## begin Data provided
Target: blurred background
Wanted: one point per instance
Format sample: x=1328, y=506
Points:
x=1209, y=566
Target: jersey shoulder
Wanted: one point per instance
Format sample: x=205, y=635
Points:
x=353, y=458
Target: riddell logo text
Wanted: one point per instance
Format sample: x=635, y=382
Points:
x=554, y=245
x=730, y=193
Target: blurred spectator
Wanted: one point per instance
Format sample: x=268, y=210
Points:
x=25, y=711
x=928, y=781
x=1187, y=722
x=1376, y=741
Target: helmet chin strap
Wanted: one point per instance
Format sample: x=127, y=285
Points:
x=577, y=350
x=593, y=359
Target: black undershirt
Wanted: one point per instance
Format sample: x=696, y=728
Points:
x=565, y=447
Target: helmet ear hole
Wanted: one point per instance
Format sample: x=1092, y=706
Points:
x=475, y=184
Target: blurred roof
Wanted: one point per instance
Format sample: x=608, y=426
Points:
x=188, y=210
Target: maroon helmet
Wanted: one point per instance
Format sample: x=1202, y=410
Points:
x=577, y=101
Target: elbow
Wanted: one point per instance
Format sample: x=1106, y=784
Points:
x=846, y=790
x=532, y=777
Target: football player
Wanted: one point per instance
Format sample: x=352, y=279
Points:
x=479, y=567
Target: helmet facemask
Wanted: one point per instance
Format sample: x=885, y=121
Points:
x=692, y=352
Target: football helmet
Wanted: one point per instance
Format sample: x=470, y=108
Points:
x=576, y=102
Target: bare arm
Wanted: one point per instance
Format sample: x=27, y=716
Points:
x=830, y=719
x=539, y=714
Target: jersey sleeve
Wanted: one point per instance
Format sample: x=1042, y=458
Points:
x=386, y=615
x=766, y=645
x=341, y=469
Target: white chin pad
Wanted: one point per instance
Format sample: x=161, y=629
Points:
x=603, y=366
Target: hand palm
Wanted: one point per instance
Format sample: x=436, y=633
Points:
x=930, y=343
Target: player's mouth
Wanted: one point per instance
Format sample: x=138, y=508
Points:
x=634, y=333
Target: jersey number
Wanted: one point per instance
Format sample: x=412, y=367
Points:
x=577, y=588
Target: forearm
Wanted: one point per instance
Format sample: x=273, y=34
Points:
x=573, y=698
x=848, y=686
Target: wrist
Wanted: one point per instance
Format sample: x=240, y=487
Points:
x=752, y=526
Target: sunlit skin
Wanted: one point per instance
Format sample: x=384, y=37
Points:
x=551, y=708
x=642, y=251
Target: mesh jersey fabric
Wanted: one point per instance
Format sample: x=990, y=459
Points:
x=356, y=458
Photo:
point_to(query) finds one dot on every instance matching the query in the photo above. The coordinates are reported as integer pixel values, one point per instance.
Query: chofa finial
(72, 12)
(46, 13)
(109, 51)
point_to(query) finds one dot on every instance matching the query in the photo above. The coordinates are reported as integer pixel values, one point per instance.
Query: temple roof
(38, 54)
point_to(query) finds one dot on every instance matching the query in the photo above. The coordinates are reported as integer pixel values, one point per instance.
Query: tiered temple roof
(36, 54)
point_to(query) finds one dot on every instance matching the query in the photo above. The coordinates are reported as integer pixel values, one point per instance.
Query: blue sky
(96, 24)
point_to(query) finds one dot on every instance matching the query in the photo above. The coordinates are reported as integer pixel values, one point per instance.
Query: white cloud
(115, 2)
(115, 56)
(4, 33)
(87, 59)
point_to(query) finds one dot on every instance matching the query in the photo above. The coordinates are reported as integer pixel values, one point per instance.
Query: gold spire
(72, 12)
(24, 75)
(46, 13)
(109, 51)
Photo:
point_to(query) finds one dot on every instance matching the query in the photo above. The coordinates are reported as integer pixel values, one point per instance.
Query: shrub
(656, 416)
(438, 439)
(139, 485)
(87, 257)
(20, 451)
## end Data provided
Reproduce the whole listing, changing every occurrence of "one point per instance" to "one dot per instance" and leaving everything else as it is.

Target: blurred background
Wanted: one dot per instance
Format sample: x=1328, y=506
Points:
x=1209, y=566
Target: jersey shoulder
Wanted: one dot per instance
Format sample: x=205, y=635
Points:
x=353, y=458
Target: riddell logo text
Wanted: one dot per instance
Format sample: x=635, y=382
Points:
x=554, y=245
x=730, y=193
Target: blurred spectator
Wanted: one dot per instance
Format sample: x=268, y=210
Points:
x=25, y=711
x=928, y=781
x=1187, y=722
x=1376, y=741
Target: helmet chin strap
Wanted: one dot per instance
Format sample: x=127, y=285
Points:
x=577, y=350
x=593, y=359
Target: black undershirt
Wanted: one dot per instance
Format sample: x=696, y=728
Points:
x=565, y=447
Target: helmet ear hole
Wanted: one dot per instance
Format sample: x=1092, y=706
Points:
x=475, y=184
Target: blurred roof
Wanted: one dot per instance
Format sample: x=608, y=426
Points:
x=188, y=210
Target: maroon helmet
Wanted: one dot per instance
Format sample: x=1202, y=410
Points:
x=577, y=101
Target: elbow
Wanted: one dot per instance
Format sample: x=1106, y=784
Points:
x=846, y=790
x=532, y=777
Target: football player
Wanted: one dot per instance
Format sample: x=352, y=279
Points:
x=479, y=567
Target: helmet facemask
Wanted: one dot per instance
Format sample: x=885, y=121
Points:
x=692, y=352
Target: football helmet
Wanted: one dot per instance
Format sample: x=470, y=108
Points:
x=576, y=102
Target: bare arm
Wanted: one dot per instance
Format sample: x=27, y=716
Points:
x=830, y=719
x=539, y=714
Target: jersey sleeve
Wanted: one dot per instance
Format sample: x=1042, y=458
Points:
x=386, y=615
x=766, y=645
x=341, y=469
Target: white chin pad
Wanted: one dot per instance
Format sample: x=161, y=629
Points:
x=603, y=366
Target: hand palm
Wanted: one dot per instance
Format sample: x=436, y=633
Points:
x=930, y=343
Target: player's mouth
Wanted: one dot per instance
Format sample: x=138, y=508
Points:
x=634, y=333
Target: jersey number
Wanted: one dot per instance
Format sample: x=412, y=367
Points:
x=577, y=588
Target: forearm
Wanted: one dot per instance
Format sample: x=273, y=34
Points:
x=573, y=698
x=848, y=686
Target: wrist
Wanted: one dot per instance
Format sample: x=240, y=487
Points:
x=752, y=526
Target: sunlit skin
Wanted: one dot per instance
Format sample: x=384, y=37
Points:
x=551, y=708
x=642, y=251
Target: mesh jersey fabric
Wanted: one dot per instance
Format sample: x=990, y=459
Points:
x=356, y=458
Photo:
point_to(query) finds one dot on every instance matching the query in the photo above. The coordinates are reported as integer pixel values, one dot per instance.
Query: chofa finial
(72, 12)
(46, 13)
(109, 51)
point_to(query) finds one dot on every instance matching the query in the photo above. The coordinates are reported as integer pixel values, one dot per instance.
Query: temple roof
(38, 54)
point_to(query) finds one dot on every instance matching the query in the photo above. The coordinates are reported as integer pixel values, one dot per instance.
Query: tiered temple roof
(36, 54)
point_to(query) finds one dot on every instance matching the query in the photo above. The coordinates are reported as integer pixel values, one dot per instance.
Query: blue sky
(96, 24)
point_to(query) finds one dot on every instance matching the query in the photo above. The coordinates are reported as integer pixel values, one dot per instance.
Query: white cloud
(115, 2)
(115, 56)
(4, 33)
(87, 59)
point_to(query) finds one dot on every instance matching the query in the photo above. The coordinates are reported as integer pixel values, one dot per instance.
Query: gold spire
(72, 12)
(24, 75)
(46, 13)
(109, 51)
Photo:
point_to(query) finds one dot on every instance matching the query in the photo above. The coordinates are reported as integer pixel values, one dot per instance.
Query: shrub
(656, 416)
(438, 439)
(139, 485)
(87, 257)
(20, 451)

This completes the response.